** Begin Given information **

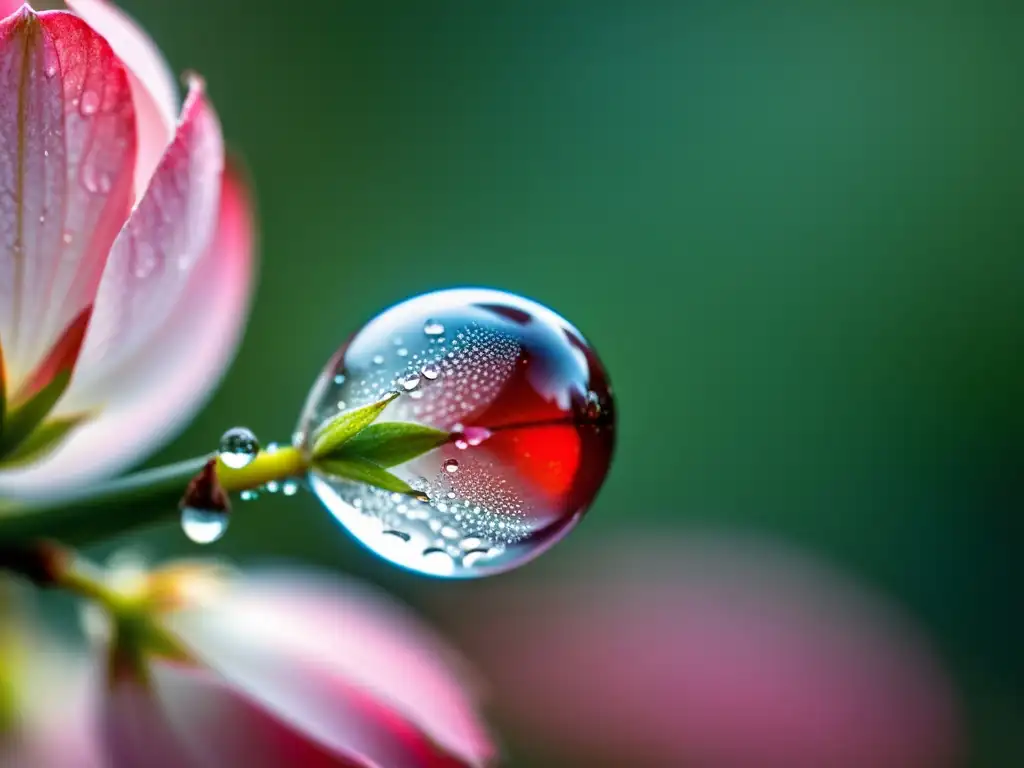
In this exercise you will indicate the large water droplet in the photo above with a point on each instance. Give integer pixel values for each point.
(516, 384)
(238, 448)
(203, 526)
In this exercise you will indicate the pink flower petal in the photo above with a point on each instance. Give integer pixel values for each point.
(166, 383)
(153, 83)
(709, 651)
(67, 157)
(352, 671)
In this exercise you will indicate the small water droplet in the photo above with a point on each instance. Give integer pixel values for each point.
(238, 448)
(203, 526)
(90, 102)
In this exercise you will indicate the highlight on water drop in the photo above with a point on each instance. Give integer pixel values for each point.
(496, 445)
(239, 448)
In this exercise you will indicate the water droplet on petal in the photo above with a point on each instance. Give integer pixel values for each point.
(203, 526)
(528, 451)
(238, 448)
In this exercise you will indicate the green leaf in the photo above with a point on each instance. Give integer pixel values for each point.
(23, 420)
(41, 440)
(346, 425)
(390, 443)
(361, 470)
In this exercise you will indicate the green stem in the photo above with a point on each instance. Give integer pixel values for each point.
(140, 500)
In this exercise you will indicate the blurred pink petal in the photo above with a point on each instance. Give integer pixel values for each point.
(355, 673)
(709, 651)
(171, 377)
(53, 694)
(153, 84)
(67, 157)
(292, 670)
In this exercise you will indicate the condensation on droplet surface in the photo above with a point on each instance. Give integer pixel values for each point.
(238, 448)
(203, 526)
(516, 385)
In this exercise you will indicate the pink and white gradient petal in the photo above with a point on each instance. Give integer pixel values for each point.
(353, 672)
(153, 83)
(709, 650)
(67, 158)
(168, 380)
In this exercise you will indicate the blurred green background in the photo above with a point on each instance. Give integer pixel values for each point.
(793, 230)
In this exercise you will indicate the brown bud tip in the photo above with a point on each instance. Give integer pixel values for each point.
(205, 492)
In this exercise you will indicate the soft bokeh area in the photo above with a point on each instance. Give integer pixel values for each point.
(793, 230)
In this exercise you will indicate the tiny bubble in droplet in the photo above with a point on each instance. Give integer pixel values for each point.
(238, 448)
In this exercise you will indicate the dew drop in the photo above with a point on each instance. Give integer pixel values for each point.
(238, 448)
(203, 526)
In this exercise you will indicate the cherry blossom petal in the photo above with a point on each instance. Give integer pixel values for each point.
(153, 84)
(709, 650)
(356, 673)
(67, 158)
(162, 387)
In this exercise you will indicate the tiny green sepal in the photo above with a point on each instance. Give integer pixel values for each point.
(41, 440)
(363, 470)
(391, 443)
(346, 425)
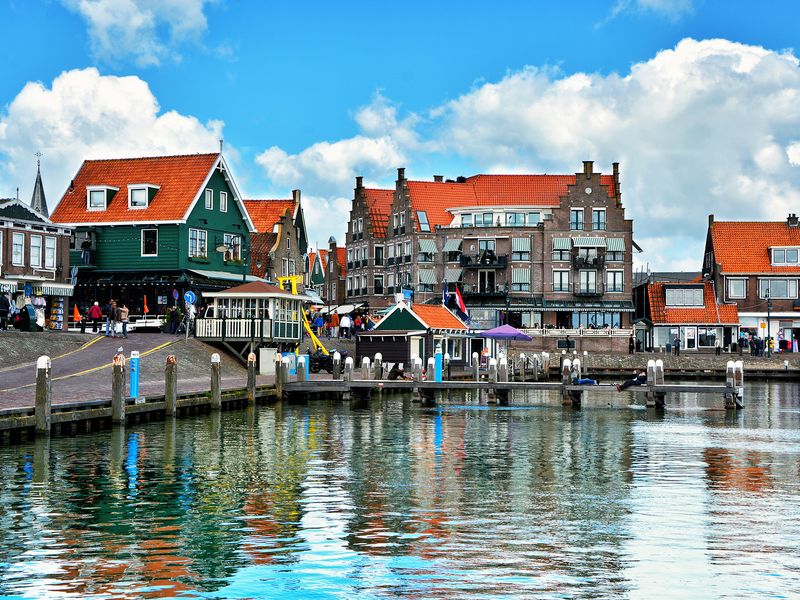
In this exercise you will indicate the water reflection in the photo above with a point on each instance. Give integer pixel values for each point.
(393, 499)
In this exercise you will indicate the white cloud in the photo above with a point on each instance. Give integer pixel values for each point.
(85, 115)
(145, 31)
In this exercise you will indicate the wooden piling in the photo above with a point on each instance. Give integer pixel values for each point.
(44, 391)
(251, 378)
(216, 383)
(171, 386)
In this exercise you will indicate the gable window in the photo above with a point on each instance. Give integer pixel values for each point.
(598, 218)
(137, 198)
(149, 242)
(737, 288)
(784, 256)
(676, 296)
(36, 251)
(777, 288)
(198, 243)
(18, 249)
(49, 253)
(576, 219)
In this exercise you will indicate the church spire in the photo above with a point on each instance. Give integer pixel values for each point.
(38, 201)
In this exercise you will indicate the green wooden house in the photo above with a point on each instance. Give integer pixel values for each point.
(155, 227)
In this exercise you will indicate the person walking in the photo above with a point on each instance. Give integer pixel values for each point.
(5, 307)
(95, 314)
(124, 311)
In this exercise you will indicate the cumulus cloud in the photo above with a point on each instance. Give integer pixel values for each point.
(144, 31)
(85, 115)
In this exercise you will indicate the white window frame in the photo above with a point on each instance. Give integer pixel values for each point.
(38, 263)
(202, 234)
(562, 288)
(141, 246)
(730, 280)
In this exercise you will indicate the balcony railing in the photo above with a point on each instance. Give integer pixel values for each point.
(484, 261)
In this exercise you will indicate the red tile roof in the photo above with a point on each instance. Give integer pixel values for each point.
(179, 179)
(437, 316)
(265, 213)
(743, 246)
(491, 190)
(379, 206)
(711, 313)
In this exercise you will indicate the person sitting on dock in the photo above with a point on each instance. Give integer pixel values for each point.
(639, 378)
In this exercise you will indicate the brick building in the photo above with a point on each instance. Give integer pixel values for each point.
(531, 250)
(756, 265)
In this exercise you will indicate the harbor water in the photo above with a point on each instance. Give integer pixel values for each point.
(465, 500)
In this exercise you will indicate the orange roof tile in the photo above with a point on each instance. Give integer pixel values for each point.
(379, 205)
(491, 190)
(743, 246)
(179, 179)
(711, 313)
(267, 212)
(437, 316)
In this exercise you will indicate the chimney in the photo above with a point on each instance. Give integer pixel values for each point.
(617, 194)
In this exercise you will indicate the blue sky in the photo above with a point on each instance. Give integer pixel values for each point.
(308, 95)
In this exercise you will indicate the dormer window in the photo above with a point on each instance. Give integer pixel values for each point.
(98, 196)
(785, 256)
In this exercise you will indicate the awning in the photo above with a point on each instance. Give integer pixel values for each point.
(588, 242)
(427, 277)
(521, 244)
(427, 246)
(520, 275)
(452, 275)
(452, 246)
(562, 243)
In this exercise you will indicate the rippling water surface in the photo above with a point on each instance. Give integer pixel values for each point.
(328, 501)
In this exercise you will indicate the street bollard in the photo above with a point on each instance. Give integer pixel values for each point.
(216, 377)
(171, 386)
(251, 378)
(365, 369)
(134, 375)
(44, 391)
(337, 365)
(118, 389)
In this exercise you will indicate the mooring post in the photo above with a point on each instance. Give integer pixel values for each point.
(44, 390)
(251, 378)
(301, 367)
(216, 376)
(118, 389)
(171, 386)
(337, 365)
(365, 369)
(348, 368)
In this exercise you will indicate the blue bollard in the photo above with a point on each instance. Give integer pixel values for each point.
(134, 374)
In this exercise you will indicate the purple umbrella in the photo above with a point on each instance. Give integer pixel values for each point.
(506, 332)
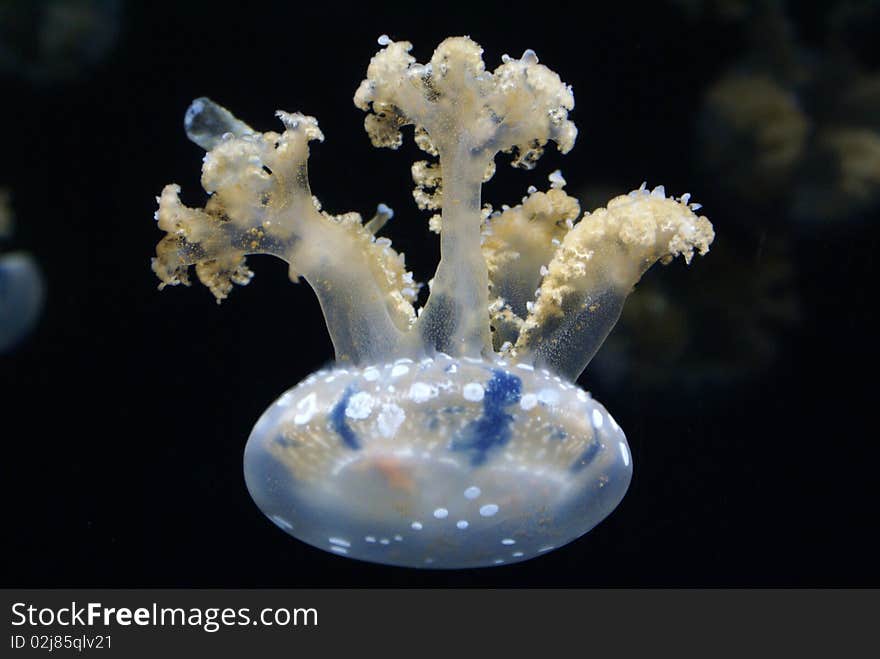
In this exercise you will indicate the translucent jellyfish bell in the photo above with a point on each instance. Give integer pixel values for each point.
(452, 437)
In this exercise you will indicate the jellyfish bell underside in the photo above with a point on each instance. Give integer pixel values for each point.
(440, 463)
(452, 435)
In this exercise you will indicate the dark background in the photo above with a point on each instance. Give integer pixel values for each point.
(126, 411)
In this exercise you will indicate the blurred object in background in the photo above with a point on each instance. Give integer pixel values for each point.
(22, 291)
(794, 130)
(48, 41)
(688, 340)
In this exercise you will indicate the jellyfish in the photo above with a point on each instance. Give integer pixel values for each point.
(454, 435)
(21, 287)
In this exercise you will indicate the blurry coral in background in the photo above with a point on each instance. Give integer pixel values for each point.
(796, 127)
(49, 41)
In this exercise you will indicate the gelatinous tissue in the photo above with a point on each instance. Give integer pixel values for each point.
(451, 435)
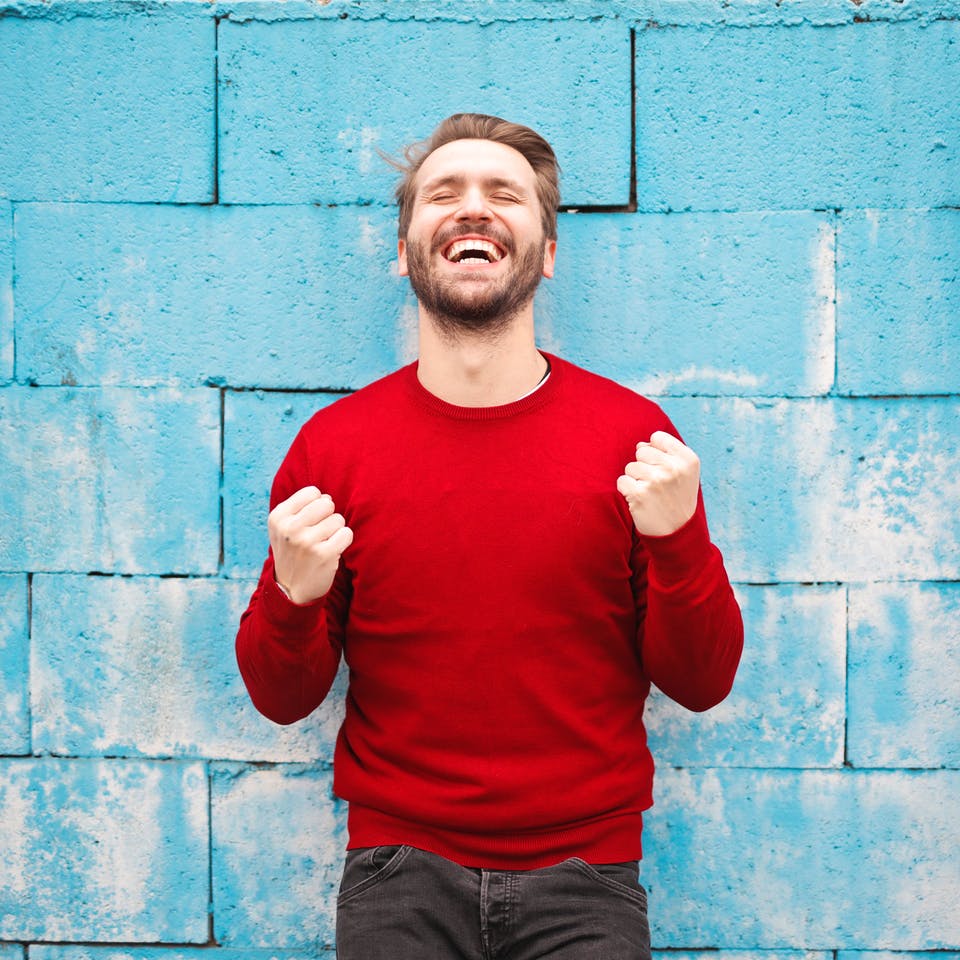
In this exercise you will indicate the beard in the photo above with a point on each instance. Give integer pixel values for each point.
(473, 303)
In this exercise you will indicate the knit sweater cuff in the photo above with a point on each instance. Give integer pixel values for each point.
(682, 555)
(283, 614)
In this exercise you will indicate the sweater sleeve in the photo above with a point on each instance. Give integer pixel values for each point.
(690, 627)
(288, 653)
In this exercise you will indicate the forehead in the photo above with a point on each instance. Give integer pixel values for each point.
(477, 160)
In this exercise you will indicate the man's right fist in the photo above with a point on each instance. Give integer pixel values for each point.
(307, 538)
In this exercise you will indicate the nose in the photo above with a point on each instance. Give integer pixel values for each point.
(473, 205)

** End Given information **

= Exercise aim =
Rewrite all the items above, replacing every "indicate" with "mark" and changing nothing else. Omit the pictures.

= Task solution =
In this exercise you will mark the large water droplet in the photo above with a point on each instance. Give integer pixel values for each point.
(516, 384)
(238, 448)
(203, 526)
In this exercise you will mark the pink flower petal in the photo above with a point on each instance. Give integer pixel values for each point.
(166, 383)
(153, 83)
(709, 651)
(67, 157)
(352, 671)
In this exercise you will mark the small water droplet in the photo above with a point on each instance. Give integer pixel values for each point.
(238, 448)
(203, 526)
(90, 102)
In this exercise you will mark the highlight on water drop in the photo above with a point on each instance. Give integer pixel values for each point.
(496, 445)
(239, 448)
In this exercise you will mark the water droplet on petal in the photo above with a point on each instance. Give integer pixel values for each point.
(203, 526)
(528, 451)
(238, 448)
In this exercise you will mark the green leaf in the photo above with a point on each instance. Give integer pixel values for each point.
(23, 420)
(41, 440)
(346, 425)
(390, 443)
(361, 470)
In this exercise you will mark the green stem in the photo above with a point on each instance. Give integer pixel values for each point.
(140, 500)
In this exercise you will mark the blurred pink petal in the photo above with a point on each instance. Give integer pixel values for each point.
(355, 673)
(709, 651)
(171, 377)
(53, 694)
(153, 84)
(67, 157)
(292, 670)
In this exercise you will mark the condensation on droplet surface in the photo above with a point on each instance. Give integer pixel values for each point.
(238, 448)
(203, 526)
(516, 385)
In this exercise you will mark the pink and white gradient petal in the photo above with a point on each instance. Give integer pixel values for each point.
(353, 672)
(153, 83)
(709, 650)
(67, 158)
(168, 380)
In this exercise you will mark the blurred green background in the photo above with a point on each instance. Give integer pixel values for each point.
(793, 230)
In this exercise you will mark the brown bud tip in the photo above with a point on each instance. Give integer pixel values for each point.
(205, 492)
In this exercise you will mark the soft bokeh area in the photo above with a point on each instance. Give integer pixel values for each point.
(793, 230)
In this exercise you will mark the tiny bubble in droplet in the photo above with a point on each instance. Give integer pixel values for each point.
(238, 448)
In this exercise you will mark the dew drop in the photo above with a point on each instance. Give integer pixel values for each point.
(238, 448)
(203, 526)
In this exercise you will mark the cherry blossom petal in the photo above with a point on each instance. Give integer pixel values for each point.
(153, 84)
(709, 650)
(356, 673)
(67, 158)
(162, 387)
In this exercise you will mark the tiny green sepal in the photo above with a point on each instance. Give integer pixel values for each point.
(41, 440)
(363, 470)
(391, 443)
(346, 425)
In this exercise you will mark the water reflection in the photo above with a point on each instance. Give integer pixel values for each point.
(393, 499)
In this exercise you will mark the white cloud in the photo above with a point on each instance. Give integer pixel values for each point.
(85, 115)
(145, 31)
In this exercise you will mark the wooden piling in the photo above with a point on each instance. Give integer pixel values for each point.
(44, 391)
(251, 378)
(216, 383)
(171, 386)
In this exercise you will mark the gable window in the photo above with a point on each instance. Give integer pixel values for each point.
(598, 218)
(137, 198)
(149, 242)
(737, 288)
(784, 256)
(676, 296)
(36, 251)
(777, 288)
(198, 243)
(18, 249)
(49, 253)
(576, 219)
In this exercise you will mark the church spire in the photo above with a point on each instance. Give integer pixel values for each point.
(38, 201)
In this exercise you will mark the green wooden house in the photo above with a point on each instance. Give integer pixel values for each point.
(155, 227)
In this exercise you will mark the person walking in the photo above with a point on each instance. Give integer pixel values for each point.
(5, 307)
(95, 314)
(124, 311)
In this exercise you will mark the cumulus cloud in the photo above with a point on each instance. Give integer pixel values for each point.
(144, 31)
(85, 115)
In this exercise you will mark the white window frame in the photo above with a point on each instance. Give integer pixel values for each point.
(38, 263)
(202, 234)
(562, 288)
(141, 246)
(730, 280)
In this exercise you will mark the balcony railing in the photo above with a point on each instance. Give integer pixel values for each point.
(484, 261)
In this exercise you will mark the red tile roof in the photo above with a point on each instance. Give integer pixel values for each point.
(179, 179)
(437, 316)
(265, 213)
(743, 246)
(491, 190)
(379, 206)
(711, 313)
In this exercise you will mark the person sitting on dock in the photo above with a point on each instance. Give integer pixel values for each point.
(639, 378)
In this exercise you will mark the brick building in the photo above with a point on each instance. Give integer pixel values for each point.
(531, 250)
(756, 265)
In this exercise you will mark the harbor water in the photo above with a point on each instance. Give integer pixel values for each point.
(465, 500)
In this exercise you will mark the orange roof tile in the photo above with a point on each instance. Give integer pixel values for each point.
(379, 205)
(491, 190)
(743, 246)
(179, 179)
(711, 313)
(267, 212)
(437, 316)
In this exercise you will mark the chimney in the photo above with a point on each instance. Give integer pixel values for each point.
(617, 194)
In this exercise you will mark the blue sky in the photo above with a point on each instance. Give integer pixel values for each point.
(308, 95)
In this exercise you will mark the dormer window in the photo above with a point on each instance. Give integer pixel values for each point.
(98, 196)
(785, 256)
In this exercise you will mark the awning in the photo above with a point on each instance. Give integer pixel values for each point.
(588, 242)
(427, 277)
(521, 244)
(427, 246)
(520, 275)
(452, 275)
(452, 246)
(562, 243)
In this exercise you will mark the rippling water surface in the photo above with a point on each instance. Give integer pixel values for each point.
(328, 501)
In this exercise you will mark the street bollard in the photo above with a point on each instance. Give integer pixel values for each point.
(216, 377)
(171, 386)
(251, 378)
(365, 369)
(134, 375)
(44, 391)
(337, 365)
(118, 389)
In this exercise you will mark the mooring post in the photo above with a point on each instance. Give integer pixel values for each point.
(44, 390)
(251, 378)
(301, 367)
(216, 376)
(118, 389)
(171, 386)
(337, 365)
(365, 369)
(348, 368)
In this exercise you will mark the blue bollard in the photo above with a point on each instance. Give integer pixel values for each point.
(134, 374)
In this exercise you will mark the purple umbrella in the photo above with a point on each instance. Give integer pixel values for each point.
(506, 332)
In this exercise you will mark the translucent jellyfish bell in the photo above with a point on each instance. Give integer pixel values for each point.
(452, 437)
In this exercise you will mark the jellyfish bell underside in the photo above with a point on each instance. Give integer pixel values for each point.
(440, 463)
(452, 435)
In this exercise you will mark the dark background in the photo above with a point on each instance. Give integer pixel values for each point.
(126, 411)
In this exercise you will mark the blurred object in background in the photo above with a point on each instance. Give integer pixel values for each point.
(22, 291)
(794, 130)
(48, 41)
(688, 340)
In this exercise you will mark the jellyfish in the photo above with a point on each instance. Give integer pixel values for each point.
(454, 435)
(21, 287)
In this exercise you will mark the blurry coral in background in the photo above with a point on each instance. Give integer pixel values for each point.
(796, 127)
(49, 41)
In this exercise you will mark the gelatinous tissue in the photo above with a point on each instance. Give integer pixel values for each point.
(451, 435)
In this exercise you will mark the beard in the photo above with a point on each instance. Give integer pixel values for each point.
(473, 303)
In this exercise you will mark the knit sweater cuff in the photo above with a point on each instance. Give integer pixel values for each point.
(682, 555)
(283, 614)
In this exercise you will mark the sweater sleeve in the photo above with a point on each instance. Give integer pixel values for each point.
(690, 627)
(288, 653)
In this exercise you will mark the forehead in the photo above with a point on each instance. Give integer pixel values for each point.
(477, 160)
In this exercise you will mark the man's right fist in the photo above with a point on each instance. Give integer pixel values for each point.
(307, 538)
In this exercise you will mark the nose in the photo above with a point on each instance. Give integer pixel values for each point.
(473, 205)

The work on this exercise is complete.